BEGIN Selected text
Soriano appeared in a number of historical dramas during the turbulent 1970s. Given the title role in David Viñas' play, Lisandro (1971), he received plaudits for his portrayal of Senator Lisandro de la Torre, a fiery muck-raker remembered for his opposition to the excessive influence landowners exercised over conservative governments in the 1930s. Following a return to democracy in 1973, Soriano was cast as Schultz, a German anarchist works as a ranch hand, in Osvaldo Bayer's La Patagonia rebelde ("Rebellion in Patagonia", 1974). The portrayal of the brutal repression of a 1922 sheep ranch workers' strike was made with the assistance of the progressive new Governor of Santa Cruz Province, Jorge Cepernic, and resulted in serious problems for both Cepernic and many of those involved in the film - including Soriano, who left for Spain in 1977.

Anxious to improve their tarnished international image, the new military regime enlisted the relatively moderate General Roberto Viola to persuade exiled artists to return, which some, including Soriano, did. He was cast in the title role by Director Héctor Olivera's film version of Roberto Cossa's grotesque play, La nona ("Granma", 1979). The slow pace of liberalization in the dictatorship's policy towards the arts pushed artists led by playwrights Osvaldo Dragún and Carlos Gorostiza to create an Argentine Open Theatre movement in 1980, to which Soriano was one of the first and best-known adherents. Their maiden festival, 28 July 1981, was a success marred by the fire bombing of their Picadero Theatre a week later (an unsolved mystery to this day).

A return to democracy in 1983 allowed Argentine artists to create works critical of the climate of abuses prevalent during the preceding dictatorship and Soriano was cast as the lead in Mercedes Frutos' 1984 film version of Adolfo Bioy Casares' Otra esperanza ("Another Hope"), a horror-fantasy narrative set in a factory where energy is generated from human bodies - a timely metaphor for much of the repression that had targeted industrial workers. Soriano reprised his role of Senator Lisandro de la Torre in Juan José Jusid's Asesinato en el senado de la nación ("An Assassination in the Senate", 1984), a historical drama on the 1935 attempted murder of the reformist senator.

Soriano worked in the theatre less in subsequent years, continuing to accept leading roles in film and on Argentine television. He also starred in Spanish television and was featured for months in Farmacia de guardia ("Night Pharmacy"), among the highest-rated Spanish comedies of the 1990s. His grandfatherly appeal was in demand for Argentine period pieces such as Raúl de la Torre's Funes, un gran amor ("Funes, a Great Love", 1993) and Héctor Olivera's Una sombra ya pronto serás ("A Shadow, You Shall Soon Be", 1994). A similarly bucolic backdrop set the stage for his role as a dying idealist in Diego Arsuaga's El último tren ("The Last Train", 2002), an Uruguayan film indicting unpatriotic business deals. Soriano has also turned to his Jewish roots in theatre works such as Jeff Baron's Visiting Mr. Green, where he teaches an unsympathetic parole officer a lesson in kinship and in cinema such as in the Chilean film, El brindis ("The Toast", 2007), where a Jewish-Chilean patriarch struggles to bring his disparate family closer.

Pepe Soriano died in Buenos Aires on 13 September 2023, at the age of 93.
END Selected text
§ Task A:
In the Soriano text, which senator did Soriano portray in the play Lisandro?
§ Task B:
Copy the Soriano text between "Soriano appeared in" and "Spain in 1977.", inclusive, swapping "Schultz" for "Müller".
Rely only on the Soriano text, with no outside knowledge.
BEGIN Records
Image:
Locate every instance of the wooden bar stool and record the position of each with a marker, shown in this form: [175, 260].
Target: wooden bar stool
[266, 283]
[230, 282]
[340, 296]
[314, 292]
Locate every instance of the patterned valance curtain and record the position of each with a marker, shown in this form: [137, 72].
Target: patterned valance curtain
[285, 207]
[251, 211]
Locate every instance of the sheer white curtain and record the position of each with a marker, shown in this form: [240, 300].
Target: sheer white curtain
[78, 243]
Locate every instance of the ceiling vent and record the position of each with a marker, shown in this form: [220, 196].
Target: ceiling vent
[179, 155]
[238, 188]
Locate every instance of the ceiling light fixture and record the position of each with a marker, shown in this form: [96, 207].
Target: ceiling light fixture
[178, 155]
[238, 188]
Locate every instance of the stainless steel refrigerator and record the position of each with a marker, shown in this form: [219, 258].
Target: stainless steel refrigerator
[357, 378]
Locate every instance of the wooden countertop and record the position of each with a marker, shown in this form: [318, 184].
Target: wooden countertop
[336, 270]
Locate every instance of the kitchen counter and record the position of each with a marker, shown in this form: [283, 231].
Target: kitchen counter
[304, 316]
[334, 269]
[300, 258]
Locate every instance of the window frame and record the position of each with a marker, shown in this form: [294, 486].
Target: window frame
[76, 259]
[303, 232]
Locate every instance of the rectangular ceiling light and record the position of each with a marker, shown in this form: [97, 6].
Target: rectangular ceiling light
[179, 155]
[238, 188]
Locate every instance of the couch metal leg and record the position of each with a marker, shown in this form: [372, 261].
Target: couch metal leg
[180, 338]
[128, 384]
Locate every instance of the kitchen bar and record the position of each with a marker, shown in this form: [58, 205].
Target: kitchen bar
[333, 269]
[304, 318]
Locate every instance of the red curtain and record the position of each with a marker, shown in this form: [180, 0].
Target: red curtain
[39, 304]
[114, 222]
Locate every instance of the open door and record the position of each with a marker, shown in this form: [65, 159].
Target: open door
END Records
§ Answer A:
Senator Lisandro de la Torre.

§ Answer B:
Soriano appeared in a number of historical dramas during the turbulent 1970s. Given the title role in David Viñas' play, Lisandro (1971), he received plaudits for his portrayal of Senator Lisandro de la Torre, a fiery muck-raker remembered for his opposition to the excessive influence landowners exercised over conservative governments in the 1930s. Following a return to democracy in 1973, Soriano was cast as Müller, a German anarchist works as a ranch hand, in Osvaldo Bayer's La Patagonia rebelde ("Rebellion in Patagonia", 1974). The portrayal of the brutal repression of a 1922 sheep ranch workers' strike was made with the assistance of the progressive new Governor of Santa Cruz Province, Jorge Cepernic, and resulted in serious problems for both Cepernic and many of those involved in the film - including Soriano, who left for Spain in 1977.